• **SELECTED EXCERPT**
Marine life in the Pearl River contain excessive trace metals that may cause cancer, Ta Kung Pao newspaper reported yesterday.
The Hong Kong Polytechnic University and Guangzhou Institute of Geochemistry under the Chinese Academy of Sciences started the research in 2003, which analyzed 58 samples collected in the Pearl River estuary, including fish, shrimp, crab and conches.
The research shows a kilogram of shrimp contained 0.835 milligram cadmium, more than 16 times of the national standard (0.05 milligram). The content of lead in fish was 2.2 mg per kilo, also exceeds the national standard, 1 mg per kilo.
"Cadmium and lead may cause cancer and damage the haemopoietic system and the central nervous system," Zhang Gan, a professor who headed the research team in the institute, told China Daily yesterday.
"The concentrations of various toxic trace metals are moving up."
Zhang said the growth of trace metals was mainly derived from pollution, particularly electronic trash.
Electronics boosted the Pearl River Delta's economic development but heavily polluted the river, which the local people rely on for their existence, Zhang said.
But Zhang noted that a part of the trace metals are produced by nature. The main geological structure of the region is granite, which heavily contains lead and zinc.
Moreover, the exploitation of mineral resources in the upper reaches of the Pearl River also helped pollute the lower reaches and the estuary.
Because the upper reaches of the Pearl River stretch to the Guangxi Zhuang Autonomous Region and provinces of Jiangxi and Yunnan, Guangdong Province alone cannot control the exploitation and clean up the river, he said.
Asked for his reaction to the two institutions' findings, Chen Guangrong, deputy director of Guangdong's Environmental Protection Bureau , told China Daily yesterday: "I did not hear of the research, and we have our own tests regarding the pollution situation of the Pearl River." He declined to reveal any details.
Chen Xiancheng, director of the Pearl River Renovation Office of the bureau, announced earlier this month that Guangdong will earmark 150 million yuan (US$18 million) to build up a zoology base in Jiangxi within this year to make the water from the Pearl River clean, and promised more monitoring stations will be built in the upper reaches of the river.
The Guangdong Provincial Oceanic and Fishery Administration said it would be difficult to ban people from fishing in the river. But he cautioned against eating too much of the tainted marine life.
Administration statistics show 1.12 million tons of marine life were in the Guangdong market from January to September, most of which were caught in the estuary of the river.

• **EXPLORE THE MATERIAL**
1. Copy the Pearl River pollution article from "Chen Xiancheng, director" through "reaches of the river.", swapping "monitoring stations" for "testing stations".
2. According to the Pearl River pollution article, how many samples did the research analyze?
3. Name every kind of marine life that the Pearl River pollution article lists among the research samples.

• **Point-per-instance localization data**

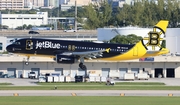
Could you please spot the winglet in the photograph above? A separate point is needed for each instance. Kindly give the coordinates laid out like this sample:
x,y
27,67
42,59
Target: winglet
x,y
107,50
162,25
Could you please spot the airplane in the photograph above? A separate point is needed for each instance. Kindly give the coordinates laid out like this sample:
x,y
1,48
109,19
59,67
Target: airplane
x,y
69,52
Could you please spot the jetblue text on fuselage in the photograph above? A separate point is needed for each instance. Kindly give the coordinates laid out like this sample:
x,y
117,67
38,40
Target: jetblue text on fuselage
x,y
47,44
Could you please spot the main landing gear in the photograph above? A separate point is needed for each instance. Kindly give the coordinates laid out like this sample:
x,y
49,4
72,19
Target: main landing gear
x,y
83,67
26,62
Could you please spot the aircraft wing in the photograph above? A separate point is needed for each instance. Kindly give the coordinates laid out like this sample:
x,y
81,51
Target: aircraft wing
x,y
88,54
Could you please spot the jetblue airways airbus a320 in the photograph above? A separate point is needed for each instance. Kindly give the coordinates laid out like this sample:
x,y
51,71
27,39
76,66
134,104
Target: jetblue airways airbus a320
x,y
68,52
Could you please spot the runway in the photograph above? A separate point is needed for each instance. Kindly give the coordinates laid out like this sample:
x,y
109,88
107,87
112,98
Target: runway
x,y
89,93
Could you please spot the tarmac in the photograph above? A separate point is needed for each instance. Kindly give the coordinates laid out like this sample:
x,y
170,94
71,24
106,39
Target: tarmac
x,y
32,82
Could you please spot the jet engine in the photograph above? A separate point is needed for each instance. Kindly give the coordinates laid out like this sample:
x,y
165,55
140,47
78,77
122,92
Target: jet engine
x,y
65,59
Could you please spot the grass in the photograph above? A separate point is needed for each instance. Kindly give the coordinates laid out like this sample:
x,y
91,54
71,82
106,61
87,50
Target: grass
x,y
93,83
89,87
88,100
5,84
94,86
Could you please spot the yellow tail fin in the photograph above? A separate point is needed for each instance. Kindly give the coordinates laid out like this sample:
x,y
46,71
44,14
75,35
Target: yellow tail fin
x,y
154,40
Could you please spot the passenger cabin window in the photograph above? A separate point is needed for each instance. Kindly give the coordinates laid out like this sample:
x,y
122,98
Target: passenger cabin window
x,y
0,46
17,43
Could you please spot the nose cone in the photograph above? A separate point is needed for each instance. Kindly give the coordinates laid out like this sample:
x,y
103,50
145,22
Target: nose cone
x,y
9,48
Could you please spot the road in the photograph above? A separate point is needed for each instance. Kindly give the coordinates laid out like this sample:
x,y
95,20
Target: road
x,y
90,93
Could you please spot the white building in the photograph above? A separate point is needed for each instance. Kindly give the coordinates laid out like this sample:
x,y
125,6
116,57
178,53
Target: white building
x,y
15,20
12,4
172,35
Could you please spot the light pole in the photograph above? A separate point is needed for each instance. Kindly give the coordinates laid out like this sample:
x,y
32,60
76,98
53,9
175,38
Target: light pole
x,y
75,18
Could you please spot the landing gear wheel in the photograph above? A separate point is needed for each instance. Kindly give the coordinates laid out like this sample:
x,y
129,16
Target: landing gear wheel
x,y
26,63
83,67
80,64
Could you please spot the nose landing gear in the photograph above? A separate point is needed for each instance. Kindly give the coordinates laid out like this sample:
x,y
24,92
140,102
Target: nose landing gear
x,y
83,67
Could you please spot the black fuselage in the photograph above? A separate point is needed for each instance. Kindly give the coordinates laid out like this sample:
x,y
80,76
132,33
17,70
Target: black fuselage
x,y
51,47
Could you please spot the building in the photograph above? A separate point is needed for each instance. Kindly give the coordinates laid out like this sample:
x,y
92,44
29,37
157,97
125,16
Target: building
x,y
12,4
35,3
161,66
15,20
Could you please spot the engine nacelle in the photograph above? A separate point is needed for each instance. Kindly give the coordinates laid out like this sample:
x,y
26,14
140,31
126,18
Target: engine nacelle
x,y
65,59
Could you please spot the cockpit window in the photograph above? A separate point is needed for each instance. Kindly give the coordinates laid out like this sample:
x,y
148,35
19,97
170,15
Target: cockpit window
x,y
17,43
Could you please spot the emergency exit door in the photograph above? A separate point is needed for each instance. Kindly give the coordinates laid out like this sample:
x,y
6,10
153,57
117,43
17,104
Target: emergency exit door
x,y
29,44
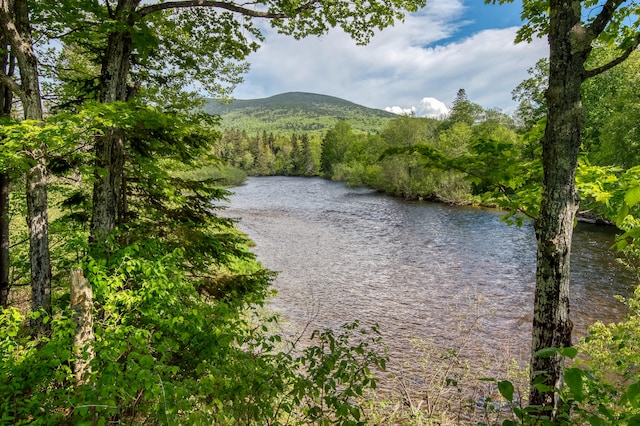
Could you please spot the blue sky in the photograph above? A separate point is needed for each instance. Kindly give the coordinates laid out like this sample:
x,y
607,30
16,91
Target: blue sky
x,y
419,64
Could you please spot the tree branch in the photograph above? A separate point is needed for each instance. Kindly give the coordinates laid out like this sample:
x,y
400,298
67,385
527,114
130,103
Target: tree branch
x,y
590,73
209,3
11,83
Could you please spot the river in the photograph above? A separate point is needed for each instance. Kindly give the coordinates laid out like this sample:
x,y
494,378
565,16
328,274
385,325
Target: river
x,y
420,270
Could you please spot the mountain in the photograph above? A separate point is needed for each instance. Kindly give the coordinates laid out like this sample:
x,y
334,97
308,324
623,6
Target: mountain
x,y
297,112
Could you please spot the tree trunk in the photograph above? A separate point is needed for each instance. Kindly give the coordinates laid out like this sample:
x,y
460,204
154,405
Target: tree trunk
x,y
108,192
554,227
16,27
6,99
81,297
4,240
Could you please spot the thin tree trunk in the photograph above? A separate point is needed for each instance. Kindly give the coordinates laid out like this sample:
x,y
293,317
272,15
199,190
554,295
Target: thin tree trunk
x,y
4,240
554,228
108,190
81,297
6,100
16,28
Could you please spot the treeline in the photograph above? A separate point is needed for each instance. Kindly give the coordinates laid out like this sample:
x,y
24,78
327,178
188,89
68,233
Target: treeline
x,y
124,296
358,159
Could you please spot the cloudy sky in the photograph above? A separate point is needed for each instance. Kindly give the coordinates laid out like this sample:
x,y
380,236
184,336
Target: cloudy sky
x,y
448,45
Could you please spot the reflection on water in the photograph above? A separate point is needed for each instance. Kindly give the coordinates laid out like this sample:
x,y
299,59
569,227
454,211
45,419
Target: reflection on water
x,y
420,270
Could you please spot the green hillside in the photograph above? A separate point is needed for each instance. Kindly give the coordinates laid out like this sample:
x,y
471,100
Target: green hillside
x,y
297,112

* * *

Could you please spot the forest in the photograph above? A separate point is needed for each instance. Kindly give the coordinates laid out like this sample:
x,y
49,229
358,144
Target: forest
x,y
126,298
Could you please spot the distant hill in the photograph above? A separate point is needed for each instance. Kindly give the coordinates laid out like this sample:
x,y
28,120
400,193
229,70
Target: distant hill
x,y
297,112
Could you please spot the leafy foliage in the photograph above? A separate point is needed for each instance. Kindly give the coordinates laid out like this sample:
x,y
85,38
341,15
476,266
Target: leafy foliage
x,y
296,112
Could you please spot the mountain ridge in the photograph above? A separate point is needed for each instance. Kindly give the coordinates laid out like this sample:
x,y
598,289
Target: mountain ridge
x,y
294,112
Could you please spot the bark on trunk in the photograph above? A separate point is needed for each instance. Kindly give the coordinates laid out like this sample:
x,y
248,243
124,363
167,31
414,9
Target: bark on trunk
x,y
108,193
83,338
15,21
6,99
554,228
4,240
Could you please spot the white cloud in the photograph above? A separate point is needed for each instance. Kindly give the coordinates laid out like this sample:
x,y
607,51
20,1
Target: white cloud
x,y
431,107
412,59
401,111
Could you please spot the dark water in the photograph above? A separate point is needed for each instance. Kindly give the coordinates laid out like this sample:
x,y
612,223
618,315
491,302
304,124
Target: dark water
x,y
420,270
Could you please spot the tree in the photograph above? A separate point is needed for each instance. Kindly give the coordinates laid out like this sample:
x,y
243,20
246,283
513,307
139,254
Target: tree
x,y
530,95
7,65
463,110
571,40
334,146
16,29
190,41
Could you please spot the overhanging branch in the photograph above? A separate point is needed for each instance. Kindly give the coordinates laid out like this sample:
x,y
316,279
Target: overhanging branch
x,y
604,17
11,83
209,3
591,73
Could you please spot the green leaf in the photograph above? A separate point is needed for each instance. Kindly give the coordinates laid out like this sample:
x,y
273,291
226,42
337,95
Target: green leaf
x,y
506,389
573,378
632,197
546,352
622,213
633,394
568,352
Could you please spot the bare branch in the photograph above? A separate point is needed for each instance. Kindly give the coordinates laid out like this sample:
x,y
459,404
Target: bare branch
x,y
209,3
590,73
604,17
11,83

==

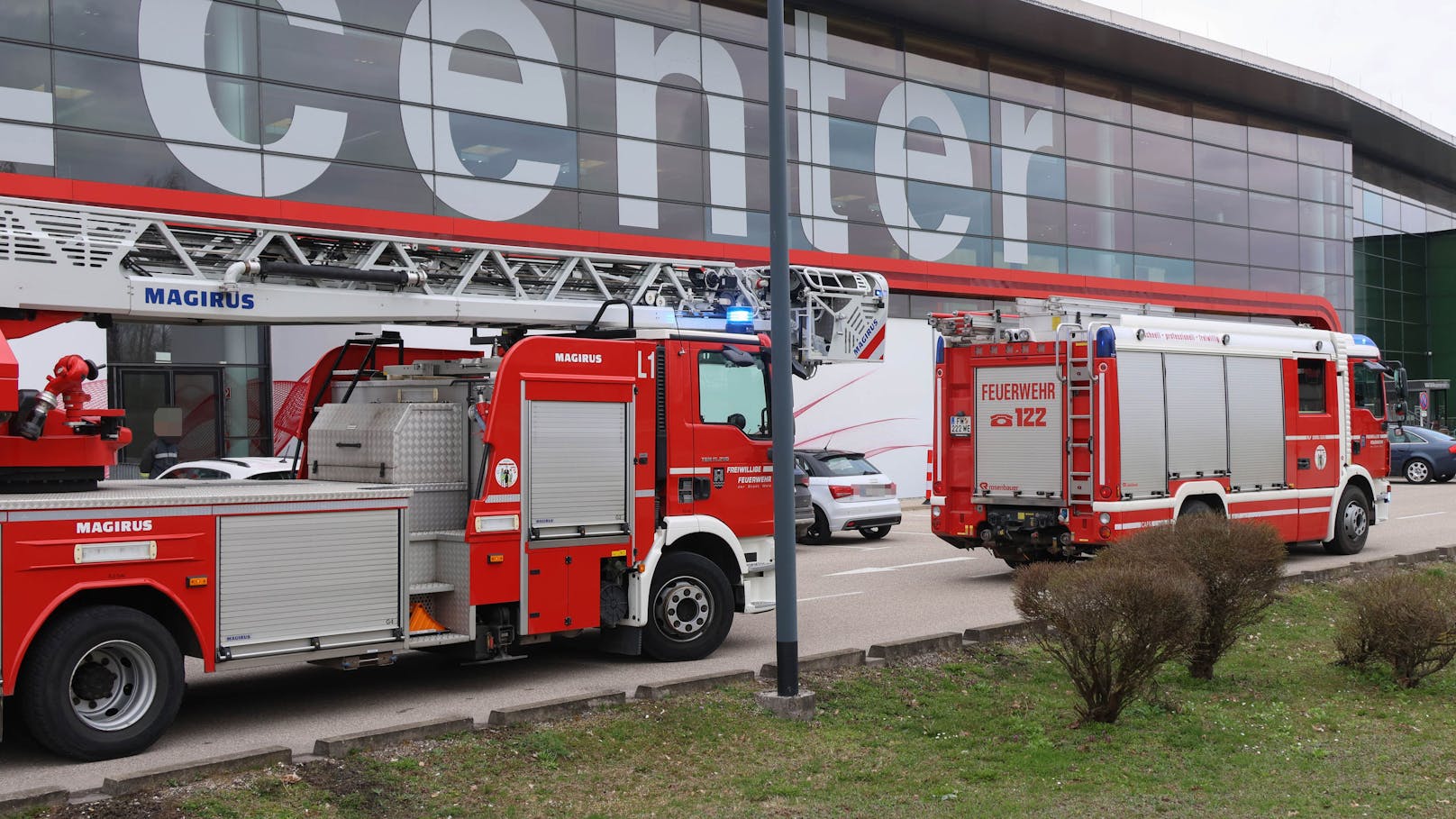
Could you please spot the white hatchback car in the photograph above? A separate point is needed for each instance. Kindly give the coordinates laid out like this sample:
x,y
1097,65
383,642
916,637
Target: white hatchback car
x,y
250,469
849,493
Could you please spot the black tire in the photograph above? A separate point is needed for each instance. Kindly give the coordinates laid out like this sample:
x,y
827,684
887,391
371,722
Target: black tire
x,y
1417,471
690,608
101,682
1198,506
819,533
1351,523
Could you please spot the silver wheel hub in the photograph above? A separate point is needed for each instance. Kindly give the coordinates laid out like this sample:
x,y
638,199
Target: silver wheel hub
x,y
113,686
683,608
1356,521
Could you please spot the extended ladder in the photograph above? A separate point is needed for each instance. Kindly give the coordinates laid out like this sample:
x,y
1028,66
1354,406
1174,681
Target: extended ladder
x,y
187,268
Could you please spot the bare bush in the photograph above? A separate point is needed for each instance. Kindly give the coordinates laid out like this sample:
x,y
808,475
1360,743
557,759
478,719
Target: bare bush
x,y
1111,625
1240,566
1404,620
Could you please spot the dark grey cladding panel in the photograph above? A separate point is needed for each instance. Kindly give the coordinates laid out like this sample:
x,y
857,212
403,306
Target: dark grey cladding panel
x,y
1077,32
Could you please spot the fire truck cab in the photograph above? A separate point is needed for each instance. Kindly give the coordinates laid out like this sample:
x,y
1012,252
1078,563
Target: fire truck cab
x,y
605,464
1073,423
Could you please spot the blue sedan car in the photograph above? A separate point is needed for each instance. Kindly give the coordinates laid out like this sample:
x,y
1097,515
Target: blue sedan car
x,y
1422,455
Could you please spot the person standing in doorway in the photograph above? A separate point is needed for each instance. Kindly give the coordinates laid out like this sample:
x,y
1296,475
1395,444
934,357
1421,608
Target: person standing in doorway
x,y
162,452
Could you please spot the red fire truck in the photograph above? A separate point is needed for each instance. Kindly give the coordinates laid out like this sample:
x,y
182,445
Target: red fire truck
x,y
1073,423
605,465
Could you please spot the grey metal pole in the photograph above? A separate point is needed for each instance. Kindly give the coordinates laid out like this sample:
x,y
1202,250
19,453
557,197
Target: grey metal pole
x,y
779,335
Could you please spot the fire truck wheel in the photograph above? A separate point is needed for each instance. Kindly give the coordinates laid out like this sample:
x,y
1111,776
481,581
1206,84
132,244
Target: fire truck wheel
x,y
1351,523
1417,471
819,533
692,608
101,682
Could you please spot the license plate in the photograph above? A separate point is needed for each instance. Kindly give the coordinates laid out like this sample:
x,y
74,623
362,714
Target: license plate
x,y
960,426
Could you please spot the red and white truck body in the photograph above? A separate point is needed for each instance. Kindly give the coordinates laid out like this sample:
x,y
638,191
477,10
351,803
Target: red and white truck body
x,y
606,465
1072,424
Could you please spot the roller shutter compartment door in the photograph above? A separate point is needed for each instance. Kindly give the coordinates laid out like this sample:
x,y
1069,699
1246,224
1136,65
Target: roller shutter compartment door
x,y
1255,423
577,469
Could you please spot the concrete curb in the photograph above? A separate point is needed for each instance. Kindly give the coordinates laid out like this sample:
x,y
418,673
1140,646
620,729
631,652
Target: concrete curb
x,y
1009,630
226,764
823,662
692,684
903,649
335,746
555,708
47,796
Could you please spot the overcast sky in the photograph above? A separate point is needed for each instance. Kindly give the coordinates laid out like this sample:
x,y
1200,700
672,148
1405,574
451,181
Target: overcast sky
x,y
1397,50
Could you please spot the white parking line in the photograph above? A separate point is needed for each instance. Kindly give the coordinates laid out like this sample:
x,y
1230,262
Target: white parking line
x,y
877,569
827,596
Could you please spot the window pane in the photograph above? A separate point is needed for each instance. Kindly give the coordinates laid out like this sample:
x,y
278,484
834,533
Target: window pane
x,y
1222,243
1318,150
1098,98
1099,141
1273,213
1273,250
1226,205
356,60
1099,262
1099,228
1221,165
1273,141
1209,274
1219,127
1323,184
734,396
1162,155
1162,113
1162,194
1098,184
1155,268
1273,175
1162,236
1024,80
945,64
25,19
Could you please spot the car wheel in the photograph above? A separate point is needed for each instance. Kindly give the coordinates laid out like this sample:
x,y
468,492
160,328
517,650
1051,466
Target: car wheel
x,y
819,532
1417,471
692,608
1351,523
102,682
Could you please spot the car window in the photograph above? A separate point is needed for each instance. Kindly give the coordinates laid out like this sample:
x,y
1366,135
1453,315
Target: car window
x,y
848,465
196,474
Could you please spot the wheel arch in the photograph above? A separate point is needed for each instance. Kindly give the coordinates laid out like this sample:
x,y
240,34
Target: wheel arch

• **SOLUTIONS PER TASK**
1.
Chen Xiancheng, director of the Pearl River Renovation Office of the bureau, announced earlier this month that Guangdong will earmark 150 million yuan (US$18 million) to build up a zoology base in Jiangxi within this year to make the water from the Pearl River clean, and promised more testing stations will be built in the upper reaches of the river.

2. 58 samples, collected in the Pearl River estuary.

3. Fish, shrimp, crab, conches